> EXTRACT PROVIDED

If you haven’t tried reducing your meat consumption yet, opting for plant-based meals is a simple way to reduce your impact on the planet and move towards a more eco-friendly lifestyle.
While in lockdown, many people had more time on their hands to try new hobbies, including up-cycling. As well as being a fun project, giving household items a new lease of life can help to reduce landfill waste. If your employment has been affected by the pandemic, up-cycling can also be a path to a new career or business opportunity.
There has been increased news and online coverage during lockdown around up-cycling. With shops closed and many of us choosing not to venture out as much, it’s no surprise that we embraced the idea of recycling items by repurposing them around the home.
If you’d like to have a go at up-cycling, there are lots of easy-to-follow online guides to make it accessible. It’s also well worth investigating your local free sites, these can be a great source of materials. From garden sculptures to junk modelling and wildlife-friendly bug hotels, there are lots of ideas out there to suit all ages and abilities.
Increasing recycling and reducing waste
Lockdown has given people an opportunity to increase their level of recycling. This has taken various forms, from increased sorting of household waste, to an increase in demand for recycled, natural or biodegradable products. And of course, there’s also the up-cycling garden trend we’ve already covered.
Another trend has been to decrease household waste, both by recycling and also by limiting our purchases. We’ve experienced what it’s like to consume less than usual, and many of us have realised we can happily live more frugally or simply with less ‘stuff’.

> EXERCISE BRIEF
In the text on lockdown habits, what can giving household items a new lease of life help to reduce?

> DATA FOR ANALYSIS
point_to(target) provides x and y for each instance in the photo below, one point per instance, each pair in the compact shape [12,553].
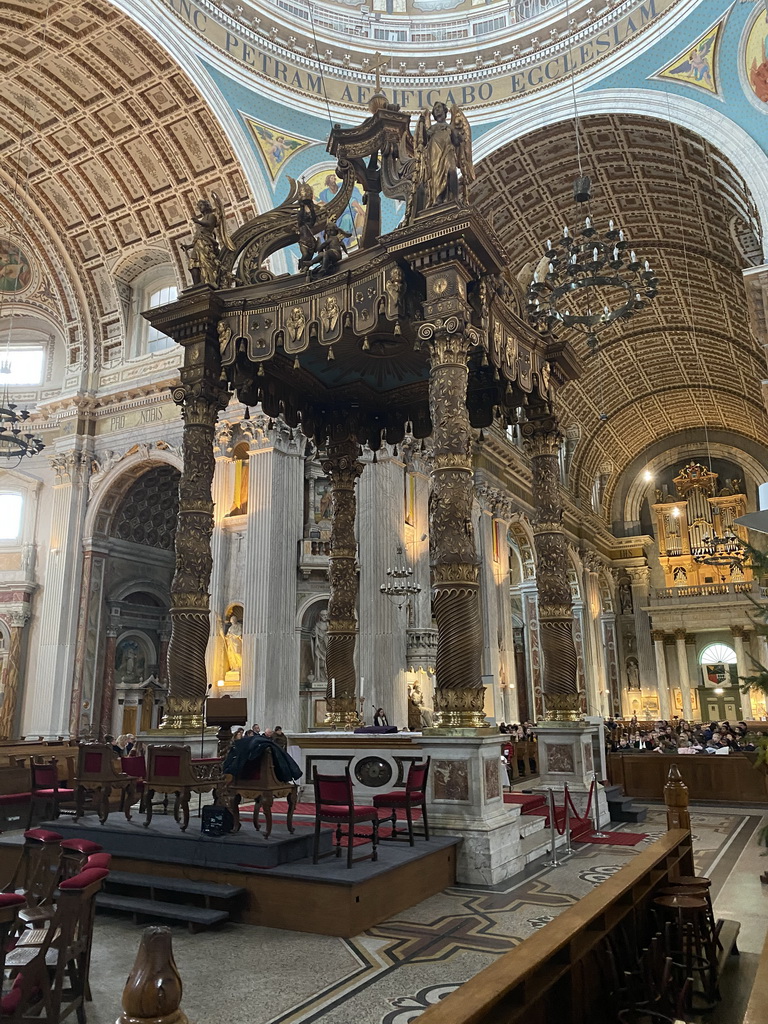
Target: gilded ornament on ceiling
[697,65]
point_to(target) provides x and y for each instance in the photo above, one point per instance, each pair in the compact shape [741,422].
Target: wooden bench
[15,797]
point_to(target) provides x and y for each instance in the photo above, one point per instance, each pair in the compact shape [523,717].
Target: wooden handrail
[509,988]
[756,1009]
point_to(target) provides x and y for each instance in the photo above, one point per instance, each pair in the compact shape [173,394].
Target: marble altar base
[466,799]
[565,757]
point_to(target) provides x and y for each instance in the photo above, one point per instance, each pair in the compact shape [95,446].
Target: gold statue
[209,239]
[442,150]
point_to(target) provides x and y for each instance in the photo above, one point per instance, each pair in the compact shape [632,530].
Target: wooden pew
[556,974]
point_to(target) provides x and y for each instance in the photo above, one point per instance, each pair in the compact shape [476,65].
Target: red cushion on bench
[43,836]
[85,879]
[343,812]
[85,846]
[11,899]
[398,798]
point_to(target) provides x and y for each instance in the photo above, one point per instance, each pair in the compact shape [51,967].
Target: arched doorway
[125,628]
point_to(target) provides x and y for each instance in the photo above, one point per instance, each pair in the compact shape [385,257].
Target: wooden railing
[557,974]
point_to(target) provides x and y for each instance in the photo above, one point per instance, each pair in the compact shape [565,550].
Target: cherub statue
[331,251]
[442,150]
[305,221]
[209,239]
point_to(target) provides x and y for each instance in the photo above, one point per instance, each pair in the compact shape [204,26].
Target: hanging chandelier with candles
[588,281]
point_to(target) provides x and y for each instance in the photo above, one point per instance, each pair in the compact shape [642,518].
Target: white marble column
[663,683]
[489,613]
[270,643]
[47,699]
[640,576]
[683,674]
[742,669]
[382,623]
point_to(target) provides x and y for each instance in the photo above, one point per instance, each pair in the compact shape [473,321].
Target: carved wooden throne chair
[96,775]
[259,782]
[171,768]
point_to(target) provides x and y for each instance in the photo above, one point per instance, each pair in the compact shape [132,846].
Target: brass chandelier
[576,285]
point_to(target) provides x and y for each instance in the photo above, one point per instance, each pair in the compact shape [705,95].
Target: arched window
[718,653]
[154,288]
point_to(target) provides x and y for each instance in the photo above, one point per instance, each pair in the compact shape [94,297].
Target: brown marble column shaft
[12,676]
[459,689]
[542,439]
[343,468]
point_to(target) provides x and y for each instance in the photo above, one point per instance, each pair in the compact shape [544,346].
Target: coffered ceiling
[689,358]
[105,145]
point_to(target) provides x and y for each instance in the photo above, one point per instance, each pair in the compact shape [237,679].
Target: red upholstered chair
[54,964]
[334,804]
[45,787]
[95,774]
[415,795]
[171,768]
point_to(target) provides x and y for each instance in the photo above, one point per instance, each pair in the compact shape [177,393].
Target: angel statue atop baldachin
[210,238]
[442,150]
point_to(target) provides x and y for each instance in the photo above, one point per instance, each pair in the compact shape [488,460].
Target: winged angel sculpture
[442,150]
[210,238]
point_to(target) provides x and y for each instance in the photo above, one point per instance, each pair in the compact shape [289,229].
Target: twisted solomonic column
[200,403]
[542,439]
[342,466]
[456,591]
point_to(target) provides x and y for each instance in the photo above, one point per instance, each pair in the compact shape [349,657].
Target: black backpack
[217,820]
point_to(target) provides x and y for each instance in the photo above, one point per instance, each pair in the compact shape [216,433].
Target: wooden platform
[327,898]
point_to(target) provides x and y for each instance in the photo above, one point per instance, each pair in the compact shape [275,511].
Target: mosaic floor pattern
[390,974]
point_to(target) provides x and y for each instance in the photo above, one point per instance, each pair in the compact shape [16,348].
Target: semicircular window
[147,512]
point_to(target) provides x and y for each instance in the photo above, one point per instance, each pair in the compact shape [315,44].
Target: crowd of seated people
[679,737]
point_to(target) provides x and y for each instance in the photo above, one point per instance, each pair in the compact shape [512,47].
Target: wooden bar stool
[692,946]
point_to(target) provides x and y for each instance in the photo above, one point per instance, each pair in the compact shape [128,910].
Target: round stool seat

> SOLUTION FOR THIS EXERCISE
Landfill waste.